* Directions
Please write out the final portion of the records below exactly: the line containing "Can you see the flowing water stream?", every line after it, and nothing else.

* Input for this task
###

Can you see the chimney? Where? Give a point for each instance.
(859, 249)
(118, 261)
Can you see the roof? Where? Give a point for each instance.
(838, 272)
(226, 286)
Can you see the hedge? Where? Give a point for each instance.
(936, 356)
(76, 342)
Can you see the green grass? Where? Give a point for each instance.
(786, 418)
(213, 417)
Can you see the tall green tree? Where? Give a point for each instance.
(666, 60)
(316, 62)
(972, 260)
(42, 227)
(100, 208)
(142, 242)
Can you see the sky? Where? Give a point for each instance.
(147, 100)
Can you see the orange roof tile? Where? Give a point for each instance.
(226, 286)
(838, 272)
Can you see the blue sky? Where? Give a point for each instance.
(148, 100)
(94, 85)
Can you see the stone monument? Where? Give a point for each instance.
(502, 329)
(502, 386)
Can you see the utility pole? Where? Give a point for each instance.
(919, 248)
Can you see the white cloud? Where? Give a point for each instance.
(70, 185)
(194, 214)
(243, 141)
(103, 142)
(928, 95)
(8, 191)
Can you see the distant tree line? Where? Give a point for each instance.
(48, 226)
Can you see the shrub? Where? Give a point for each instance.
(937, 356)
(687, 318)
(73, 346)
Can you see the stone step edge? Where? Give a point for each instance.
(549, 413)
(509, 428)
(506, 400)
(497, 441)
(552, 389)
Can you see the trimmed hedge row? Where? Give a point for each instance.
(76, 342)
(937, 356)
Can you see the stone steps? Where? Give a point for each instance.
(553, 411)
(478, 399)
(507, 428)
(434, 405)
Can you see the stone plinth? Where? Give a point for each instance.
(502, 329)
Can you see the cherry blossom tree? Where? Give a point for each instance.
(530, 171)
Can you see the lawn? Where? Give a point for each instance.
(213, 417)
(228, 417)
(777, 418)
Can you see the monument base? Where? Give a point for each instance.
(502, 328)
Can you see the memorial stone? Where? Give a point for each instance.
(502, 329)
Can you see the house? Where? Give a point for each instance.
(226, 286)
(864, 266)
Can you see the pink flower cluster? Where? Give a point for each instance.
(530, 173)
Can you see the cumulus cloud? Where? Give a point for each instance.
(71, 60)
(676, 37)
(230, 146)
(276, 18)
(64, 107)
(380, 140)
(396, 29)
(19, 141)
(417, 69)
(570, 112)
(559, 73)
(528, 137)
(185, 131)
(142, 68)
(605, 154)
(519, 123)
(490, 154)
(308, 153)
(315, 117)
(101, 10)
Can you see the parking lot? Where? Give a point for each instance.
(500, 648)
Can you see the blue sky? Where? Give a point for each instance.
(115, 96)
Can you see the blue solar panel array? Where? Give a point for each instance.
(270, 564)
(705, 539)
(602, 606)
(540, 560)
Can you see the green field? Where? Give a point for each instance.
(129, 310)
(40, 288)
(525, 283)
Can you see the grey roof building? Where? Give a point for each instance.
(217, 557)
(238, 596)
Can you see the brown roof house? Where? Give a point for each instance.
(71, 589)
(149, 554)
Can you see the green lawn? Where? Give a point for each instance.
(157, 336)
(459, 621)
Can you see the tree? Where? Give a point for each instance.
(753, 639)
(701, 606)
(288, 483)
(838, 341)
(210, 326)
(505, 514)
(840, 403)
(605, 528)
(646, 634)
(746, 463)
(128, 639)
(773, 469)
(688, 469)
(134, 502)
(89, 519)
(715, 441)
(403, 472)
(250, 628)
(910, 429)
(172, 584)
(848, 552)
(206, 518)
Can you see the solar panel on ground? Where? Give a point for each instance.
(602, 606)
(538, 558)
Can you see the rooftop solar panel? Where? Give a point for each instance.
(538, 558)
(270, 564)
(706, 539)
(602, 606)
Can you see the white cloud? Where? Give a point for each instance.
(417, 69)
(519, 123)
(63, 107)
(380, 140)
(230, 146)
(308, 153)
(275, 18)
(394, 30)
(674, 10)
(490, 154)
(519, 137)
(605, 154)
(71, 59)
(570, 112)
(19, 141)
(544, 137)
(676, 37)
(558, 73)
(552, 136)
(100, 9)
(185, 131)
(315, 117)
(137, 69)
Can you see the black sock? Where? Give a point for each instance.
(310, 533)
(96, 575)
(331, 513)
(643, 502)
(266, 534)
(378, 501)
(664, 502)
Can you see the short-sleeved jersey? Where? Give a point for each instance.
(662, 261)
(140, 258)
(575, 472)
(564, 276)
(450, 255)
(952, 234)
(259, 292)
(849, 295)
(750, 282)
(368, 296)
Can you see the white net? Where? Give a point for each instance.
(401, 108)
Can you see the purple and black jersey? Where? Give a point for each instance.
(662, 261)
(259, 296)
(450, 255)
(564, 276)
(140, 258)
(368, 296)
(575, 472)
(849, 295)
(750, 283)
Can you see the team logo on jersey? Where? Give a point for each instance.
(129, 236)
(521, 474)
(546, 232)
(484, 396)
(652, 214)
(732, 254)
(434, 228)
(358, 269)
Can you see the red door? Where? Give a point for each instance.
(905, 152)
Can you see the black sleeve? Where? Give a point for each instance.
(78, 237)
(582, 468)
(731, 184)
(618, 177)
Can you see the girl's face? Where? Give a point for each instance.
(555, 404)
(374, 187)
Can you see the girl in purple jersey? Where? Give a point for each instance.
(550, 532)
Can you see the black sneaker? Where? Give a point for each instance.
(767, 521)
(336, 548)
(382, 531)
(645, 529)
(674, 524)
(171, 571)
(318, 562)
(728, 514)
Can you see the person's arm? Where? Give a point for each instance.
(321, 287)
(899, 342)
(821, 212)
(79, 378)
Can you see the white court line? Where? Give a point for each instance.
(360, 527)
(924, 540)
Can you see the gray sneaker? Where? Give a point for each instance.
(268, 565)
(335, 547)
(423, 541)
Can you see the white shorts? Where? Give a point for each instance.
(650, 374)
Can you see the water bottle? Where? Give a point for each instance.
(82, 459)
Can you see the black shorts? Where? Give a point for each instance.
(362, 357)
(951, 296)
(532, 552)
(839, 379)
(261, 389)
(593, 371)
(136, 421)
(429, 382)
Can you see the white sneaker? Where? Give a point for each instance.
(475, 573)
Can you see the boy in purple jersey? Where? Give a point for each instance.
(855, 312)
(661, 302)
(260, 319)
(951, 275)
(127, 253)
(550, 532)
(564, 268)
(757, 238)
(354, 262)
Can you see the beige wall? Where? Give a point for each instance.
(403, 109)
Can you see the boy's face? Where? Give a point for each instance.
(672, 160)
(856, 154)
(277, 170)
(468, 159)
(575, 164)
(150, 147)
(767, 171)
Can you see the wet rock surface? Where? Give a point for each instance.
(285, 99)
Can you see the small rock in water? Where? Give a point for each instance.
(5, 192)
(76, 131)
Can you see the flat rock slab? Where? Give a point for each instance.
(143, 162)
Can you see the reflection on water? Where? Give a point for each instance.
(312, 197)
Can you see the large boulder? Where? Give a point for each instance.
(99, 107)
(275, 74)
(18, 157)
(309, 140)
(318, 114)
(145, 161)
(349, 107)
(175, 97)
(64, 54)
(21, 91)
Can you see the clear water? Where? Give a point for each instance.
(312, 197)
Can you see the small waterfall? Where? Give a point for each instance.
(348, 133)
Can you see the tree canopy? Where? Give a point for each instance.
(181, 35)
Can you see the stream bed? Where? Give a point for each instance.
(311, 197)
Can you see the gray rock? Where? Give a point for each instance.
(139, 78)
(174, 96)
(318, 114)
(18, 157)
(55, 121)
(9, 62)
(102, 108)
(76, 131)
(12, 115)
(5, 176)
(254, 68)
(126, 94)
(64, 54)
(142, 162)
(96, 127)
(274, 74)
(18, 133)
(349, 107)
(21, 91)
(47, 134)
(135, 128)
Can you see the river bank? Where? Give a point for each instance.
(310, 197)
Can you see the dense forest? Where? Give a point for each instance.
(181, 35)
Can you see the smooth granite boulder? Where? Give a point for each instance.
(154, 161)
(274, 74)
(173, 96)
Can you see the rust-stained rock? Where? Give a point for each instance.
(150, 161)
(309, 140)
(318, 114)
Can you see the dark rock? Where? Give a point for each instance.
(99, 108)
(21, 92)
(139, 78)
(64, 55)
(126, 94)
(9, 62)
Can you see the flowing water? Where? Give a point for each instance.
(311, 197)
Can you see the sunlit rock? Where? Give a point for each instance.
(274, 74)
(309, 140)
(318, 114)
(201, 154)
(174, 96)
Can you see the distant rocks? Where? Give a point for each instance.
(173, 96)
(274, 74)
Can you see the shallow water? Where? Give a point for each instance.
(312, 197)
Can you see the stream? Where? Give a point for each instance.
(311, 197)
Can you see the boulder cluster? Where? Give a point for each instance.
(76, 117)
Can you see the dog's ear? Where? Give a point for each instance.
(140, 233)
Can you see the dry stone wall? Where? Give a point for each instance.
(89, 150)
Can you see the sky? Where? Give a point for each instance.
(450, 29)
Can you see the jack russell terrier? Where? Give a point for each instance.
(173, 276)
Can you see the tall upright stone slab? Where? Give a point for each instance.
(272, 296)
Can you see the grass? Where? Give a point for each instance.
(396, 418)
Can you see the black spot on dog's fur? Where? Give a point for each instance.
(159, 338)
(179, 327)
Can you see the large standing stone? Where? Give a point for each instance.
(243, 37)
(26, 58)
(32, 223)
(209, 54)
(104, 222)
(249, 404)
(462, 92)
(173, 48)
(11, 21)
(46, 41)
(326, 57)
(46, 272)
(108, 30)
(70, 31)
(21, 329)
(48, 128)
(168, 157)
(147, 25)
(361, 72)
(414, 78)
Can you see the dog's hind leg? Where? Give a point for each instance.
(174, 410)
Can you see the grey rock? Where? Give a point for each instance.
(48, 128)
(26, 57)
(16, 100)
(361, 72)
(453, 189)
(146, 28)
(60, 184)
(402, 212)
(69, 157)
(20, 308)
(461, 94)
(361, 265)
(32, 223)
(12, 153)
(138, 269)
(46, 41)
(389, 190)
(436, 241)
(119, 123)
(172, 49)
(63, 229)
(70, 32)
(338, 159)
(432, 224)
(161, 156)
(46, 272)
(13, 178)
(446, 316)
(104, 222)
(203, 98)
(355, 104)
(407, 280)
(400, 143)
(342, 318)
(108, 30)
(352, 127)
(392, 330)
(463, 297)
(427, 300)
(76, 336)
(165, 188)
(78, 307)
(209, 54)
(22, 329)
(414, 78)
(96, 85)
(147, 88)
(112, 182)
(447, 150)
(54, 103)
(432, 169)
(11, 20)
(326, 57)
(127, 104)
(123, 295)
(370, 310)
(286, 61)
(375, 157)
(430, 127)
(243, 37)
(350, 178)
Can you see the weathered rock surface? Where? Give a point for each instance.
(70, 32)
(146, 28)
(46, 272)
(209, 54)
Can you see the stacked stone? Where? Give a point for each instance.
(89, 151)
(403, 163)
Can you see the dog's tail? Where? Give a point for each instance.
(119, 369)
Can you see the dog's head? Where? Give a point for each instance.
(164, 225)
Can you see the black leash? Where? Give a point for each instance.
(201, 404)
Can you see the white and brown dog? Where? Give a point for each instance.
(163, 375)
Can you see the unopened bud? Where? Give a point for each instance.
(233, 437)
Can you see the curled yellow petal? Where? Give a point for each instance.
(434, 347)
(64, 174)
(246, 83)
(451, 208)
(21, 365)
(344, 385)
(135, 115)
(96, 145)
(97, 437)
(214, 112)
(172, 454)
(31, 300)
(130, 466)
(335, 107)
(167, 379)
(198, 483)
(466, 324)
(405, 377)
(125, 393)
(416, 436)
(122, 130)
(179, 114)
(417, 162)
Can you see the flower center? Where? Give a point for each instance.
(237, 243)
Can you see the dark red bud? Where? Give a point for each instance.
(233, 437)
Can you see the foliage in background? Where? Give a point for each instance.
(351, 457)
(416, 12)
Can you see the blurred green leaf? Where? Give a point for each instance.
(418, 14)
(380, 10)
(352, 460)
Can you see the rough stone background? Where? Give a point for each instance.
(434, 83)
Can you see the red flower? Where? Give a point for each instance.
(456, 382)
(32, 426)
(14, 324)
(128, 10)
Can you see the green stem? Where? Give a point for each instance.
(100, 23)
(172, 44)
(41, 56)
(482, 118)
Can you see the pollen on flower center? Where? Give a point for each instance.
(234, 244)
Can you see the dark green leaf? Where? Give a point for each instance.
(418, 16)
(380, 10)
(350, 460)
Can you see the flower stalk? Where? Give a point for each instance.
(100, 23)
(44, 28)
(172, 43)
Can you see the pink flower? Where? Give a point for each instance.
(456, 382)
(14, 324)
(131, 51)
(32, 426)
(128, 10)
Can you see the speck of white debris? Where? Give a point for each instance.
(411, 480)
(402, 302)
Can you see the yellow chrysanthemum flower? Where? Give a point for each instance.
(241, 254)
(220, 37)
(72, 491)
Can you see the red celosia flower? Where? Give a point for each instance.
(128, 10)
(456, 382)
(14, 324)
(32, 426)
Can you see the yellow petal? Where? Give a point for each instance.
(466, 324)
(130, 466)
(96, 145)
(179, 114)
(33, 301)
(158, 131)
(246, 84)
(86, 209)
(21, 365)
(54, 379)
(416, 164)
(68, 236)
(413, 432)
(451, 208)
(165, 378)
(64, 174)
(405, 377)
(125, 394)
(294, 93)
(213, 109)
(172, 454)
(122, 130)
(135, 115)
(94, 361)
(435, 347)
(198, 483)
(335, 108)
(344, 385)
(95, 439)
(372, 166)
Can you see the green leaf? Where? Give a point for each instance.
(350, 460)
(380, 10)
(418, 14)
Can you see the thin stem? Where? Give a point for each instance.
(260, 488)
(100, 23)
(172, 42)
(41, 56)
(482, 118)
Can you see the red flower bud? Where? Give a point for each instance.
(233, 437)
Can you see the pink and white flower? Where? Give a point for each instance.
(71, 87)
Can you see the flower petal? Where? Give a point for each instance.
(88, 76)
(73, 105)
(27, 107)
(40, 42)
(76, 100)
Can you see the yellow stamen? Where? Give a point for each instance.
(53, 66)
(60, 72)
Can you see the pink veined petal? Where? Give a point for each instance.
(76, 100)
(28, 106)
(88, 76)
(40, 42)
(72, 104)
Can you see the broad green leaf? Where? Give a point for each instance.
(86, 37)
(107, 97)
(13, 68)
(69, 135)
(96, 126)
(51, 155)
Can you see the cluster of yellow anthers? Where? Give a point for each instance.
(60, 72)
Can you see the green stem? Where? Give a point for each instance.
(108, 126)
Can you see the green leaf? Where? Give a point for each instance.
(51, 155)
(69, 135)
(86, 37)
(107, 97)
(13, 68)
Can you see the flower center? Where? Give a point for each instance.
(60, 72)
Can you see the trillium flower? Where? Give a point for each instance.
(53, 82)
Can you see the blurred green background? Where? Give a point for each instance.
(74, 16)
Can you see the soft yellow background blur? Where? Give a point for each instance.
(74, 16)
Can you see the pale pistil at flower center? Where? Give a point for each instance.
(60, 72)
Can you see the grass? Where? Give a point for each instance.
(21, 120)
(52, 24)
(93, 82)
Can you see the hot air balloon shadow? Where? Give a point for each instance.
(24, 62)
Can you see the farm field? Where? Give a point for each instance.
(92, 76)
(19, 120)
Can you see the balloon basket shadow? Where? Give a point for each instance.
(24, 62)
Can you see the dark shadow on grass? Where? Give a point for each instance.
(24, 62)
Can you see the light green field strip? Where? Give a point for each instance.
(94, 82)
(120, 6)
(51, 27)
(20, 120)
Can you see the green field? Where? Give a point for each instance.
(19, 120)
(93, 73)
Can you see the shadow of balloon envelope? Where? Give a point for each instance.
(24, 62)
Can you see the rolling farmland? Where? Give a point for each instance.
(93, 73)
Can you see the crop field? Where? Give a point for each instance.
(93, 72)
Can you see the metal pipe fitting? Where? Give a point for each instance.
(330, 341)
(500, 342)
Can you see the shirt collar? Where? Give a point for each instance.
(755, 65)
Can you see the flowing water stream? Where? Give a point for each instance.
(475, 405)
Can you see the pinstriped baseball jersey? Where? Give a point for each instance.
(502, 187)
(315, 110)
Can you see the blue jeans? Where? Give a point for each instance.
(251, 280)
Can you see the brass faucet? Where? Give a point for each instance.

###

* Output for this exercise
Can you see the flowing water stream? Where? Give a point for each instance.
(475, 405)
Can you see the pinstriped baseball jersey? Where? Give a point for each instance.
(502, 187)
(315, 110)
Can you see the blue jeans? Where? Give a point for each instance.
(251, 280)
Can you see the brass faucet? Where? Give a point for each instance.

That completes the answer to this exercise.